> **Source passage**
------------------------------------------------------------

An Arizona-based consulting firm has analyzed the “stop gap” plan Iowa’s insurance commissioner has drafted to try to stabilize the state’s individual insurance market and help thousands of Iowans who’ve been getting health care coverage through the “ObamaCare” exchange.
Iowa Insurance Commissioner Doug Ommen says with this “actuarial analysis” completed, the state can finalize its request for the federal waiver required to implement his plan.
“We’re moving forward and expect approval,” Ommen says.
Officials in the Centers for Medicare and Medicaid Services will make the decision on a waiver.
“Under the current framework of the Affordable Care Act, because the market is in collapse, we would be losing significant numbers — thousands of individuals that are healthy and young,” Ommen says. “If we are able to hold those individuals in the market, that’s going to result in better rates and we’ll be able to avoid the collapse.”
Medica is the only company that has pledged to offer individual insurance policies to Iowans in 2018. Ommen says the consultants’ analysis “clearly finds” his short-term solution “will help tens of thousands more Iowans have coverage” next year.
Ommen’s plan redirects federal subsidies available under the health care law that are geared to help people in their 50s and 60s buy individual insurance policies. He’s proposing more premium credits for low-income Iowans, as well as younger Iowans. Getting younger, healthier people into the insurance pool helps lower rates for all policyholders.
There’s a public hearing tonight in Cedar Rapids to discuss Ommen’s proposal and a final public forum will be held Monday, August 14 in Des Moines.

------------------------------------------------------------

List every place name that appears in the passage on Iowa's insurance plan. The material after this passage isn't needed.

> **Items stored from a collection**
------------------------------------------------------------

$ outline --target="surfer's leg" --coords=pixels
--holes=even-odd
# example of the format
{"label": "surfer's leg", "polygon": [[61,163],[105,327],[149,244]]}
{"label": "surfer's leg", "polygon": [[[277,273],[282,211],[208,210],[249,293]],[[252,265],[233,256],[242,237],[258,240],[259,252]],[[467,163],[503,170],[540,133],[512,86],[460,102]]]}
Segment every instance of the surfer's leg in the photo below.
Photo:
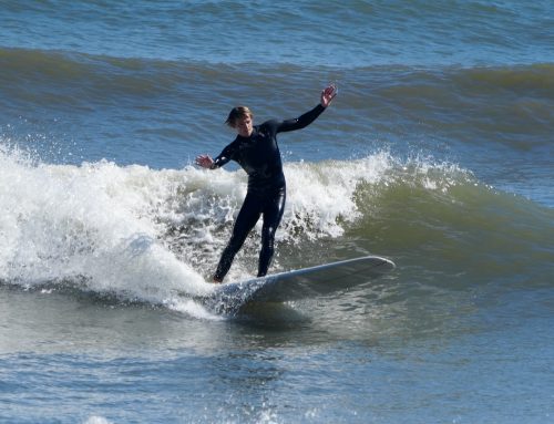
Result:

------------------------------------------------------------

> **Solution for this problem**
Arizona, Iowa, Cedar Rapids, Des Moines